Source passage:
================================
EX-10.5 Amended and Restated Waters Corporation 1996 Non-Employee Director Deferred Compensation Plan, Effective January 1, 2008

EX-10.5 2 b72903wcexv10w5.htm EX-10.5 AMENDED AND RESTATED WATERS CORPORATION 1996 NON-EMPLOYEE DIRECTOR DEFERRED COMPENSATION PLAN, EFFECTIVE JANUARY 1, 2008. exv10w5
Exhibit 10.5
WATERS CORPORATION
1996 NON-EMPLOYEE DIRECTOR DEFERRED COMPENSATION PLAN
AMENDED AND RESTATED EFFECTIVE JANUARY 1, 2008

 


 

1. Objective of the Plan.
     The Waters Corporation 1996 Non-Employee Director Deferred Compensation Plan (the “Plan”) was established effective April 1, 1996 for the benefit of directors of Waters Corporation (the “Company”) who are not employees of the Company or any of its subsidiaries. The Plan is hereby amended and restated effective January 1, 2008. The purpose of this Plan is to offer non-employee members of the Board of Directors of the Company the opportunity to defer receipt of cash compensation to which they would otherwise be entitled for services rendered as directors of the Company, as an incentive to their continued participation as such directors.
2. Definitions.
     As used herein, the following terms have the meanings hereinafter set forth unless the context clearly indicates to the contrary:
     (a) “Account” shall mean the deferred Fees account established for a Participant pursuant to Subparagraph 4(c).
     (b) “Board of Directors” shall mean the board of directors of the Company.
     (c) “Common Stock” shall mean shares of the common stock, par value $1.00 per share, of the Company.
     (d) “Common Stock Unit” shall mean the bookkeeping entry representing the equivalent of one share of Common Stock.
     (e) “Corporate Secretary” shall mean the person holding the position of Secretary of the Company.
     (f) “Effective Date” shall mean April 1, 1996.
================================
Information given:
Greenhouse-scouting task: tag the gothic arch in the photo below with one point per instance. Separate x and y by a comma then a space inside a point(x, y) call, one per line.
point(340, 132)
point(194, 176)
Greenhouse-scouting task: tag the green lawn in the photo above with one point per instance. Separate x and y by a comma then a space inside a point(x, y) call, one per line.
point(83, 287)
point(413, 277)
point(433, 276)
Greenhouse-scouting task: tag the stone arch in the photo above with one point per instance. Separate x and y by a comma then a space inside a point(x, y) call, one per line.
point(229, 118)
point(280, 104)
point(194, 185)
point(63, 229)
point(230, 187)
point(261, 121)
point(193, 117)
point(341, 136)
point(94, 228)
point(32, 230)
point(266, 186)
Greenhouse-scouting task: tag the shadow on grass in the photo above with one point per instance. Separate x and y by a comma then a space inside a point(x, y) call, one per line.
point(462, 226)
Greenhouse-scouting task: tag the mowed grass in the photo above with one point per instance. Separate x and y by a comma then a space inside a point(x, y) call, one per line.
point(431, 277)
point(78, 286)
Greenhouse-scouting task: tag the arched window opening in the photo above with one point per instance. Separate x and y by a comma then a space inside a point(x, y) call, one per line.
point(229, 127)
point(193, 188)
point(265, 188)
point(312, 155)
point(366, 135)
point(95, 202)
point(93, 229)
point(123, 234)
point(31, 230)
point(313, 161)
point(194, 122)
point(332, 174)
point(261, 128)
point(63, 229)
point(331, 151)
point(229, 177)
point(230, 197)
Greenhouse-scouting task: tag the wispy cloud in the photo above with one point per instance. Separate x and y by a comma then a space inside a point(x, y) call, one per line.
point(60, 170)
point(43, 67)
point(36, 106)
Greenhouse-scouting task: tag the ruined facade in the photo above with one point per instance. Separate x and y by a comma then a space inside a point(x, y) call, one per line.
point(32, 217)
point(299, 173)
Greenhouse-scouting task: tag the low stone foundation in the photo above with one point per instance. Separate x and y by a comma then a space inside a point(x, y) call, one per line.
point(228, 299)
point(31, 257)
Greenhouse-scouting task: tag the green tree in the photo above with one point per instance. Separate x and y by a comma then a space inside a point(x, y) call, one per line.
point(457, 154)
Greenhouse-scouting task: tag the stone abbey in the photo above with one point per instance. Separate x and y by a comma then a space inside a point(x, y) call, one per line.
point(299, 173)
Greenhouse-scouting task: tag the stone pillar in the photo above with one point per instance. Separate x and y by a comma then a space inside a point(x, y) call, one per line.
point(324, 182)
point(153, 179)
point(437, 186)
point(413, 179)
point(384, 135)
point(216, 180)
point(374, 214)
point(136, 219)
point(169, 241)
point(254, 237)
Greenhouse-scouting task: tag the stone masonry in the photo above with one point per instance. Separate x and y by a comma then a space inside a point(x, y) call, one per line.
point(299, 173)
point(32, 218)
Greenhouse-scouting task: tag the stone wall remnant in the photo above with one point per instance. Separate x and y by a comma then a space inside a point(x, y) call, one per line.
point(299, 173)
================================
Given problem 1: From the deferred compensation plan, copy the passage from "1. Objective of" up to and including "2. Definitions.".
Given problem 2: Rewrite the paragraph of the deferred compensation plan that begins "The Waters Corporation 1996 Non-Employee Director Deferred Compensation Plan (the “Plan”) was established" as a short bulleted list that keeps its main facts.
Given problem 3: State whether each statement agrees with the deferred compensation plan, answering yes or no and quoting the deciding words: (a) Common Stock has a par value of $1.00 per share. (b) The plan defines the Effective Date as January 1, 2008. (c) A Common Stock Unit is the equivalent of ten shares of Common Stock.

Task answer 1:
1. Objective of the Plan.
     The Waters Corporation 1996 Non-Employee Director Deferred Compensation Plan (the “Plan”) was established effective April 1, 1996 for the benefit of directors of Waters Corporation (the “Company”) who are not employees of the Company or any of its subsidiaries. The Plan is hereby amended and restated effective January 1, 2008. The purpose of this Plan is to offer non-employee members of the Board of Directors of the Company the opportunity to defer receipt of cash compensation to which they would otherwise be entitled for services rendered as directors of the Company, as an incentive to their continued participation as such directors.
2. Definitions.

Task answer 2:
- Established effective April 1, 1996, for directors of Waters Corporation who are not employees of the Company or any of its subsidiaries.
- Amended and restated effective January 1, 2008.
- Purpose: to let non-employee members of the Board of Directors defer receipt of the cash compensation they would otherwise receive for serving as directors.
- This option serves as an incentive for them to keep serving as directors.

Task answer 3:
(a) Yes: "par value $1.00 per share"
(b) No: "“Effective Date” shall mean April 1, 1996."
(c) No: "the bookkeeping entry representing the equivalent of one share of Common Stock"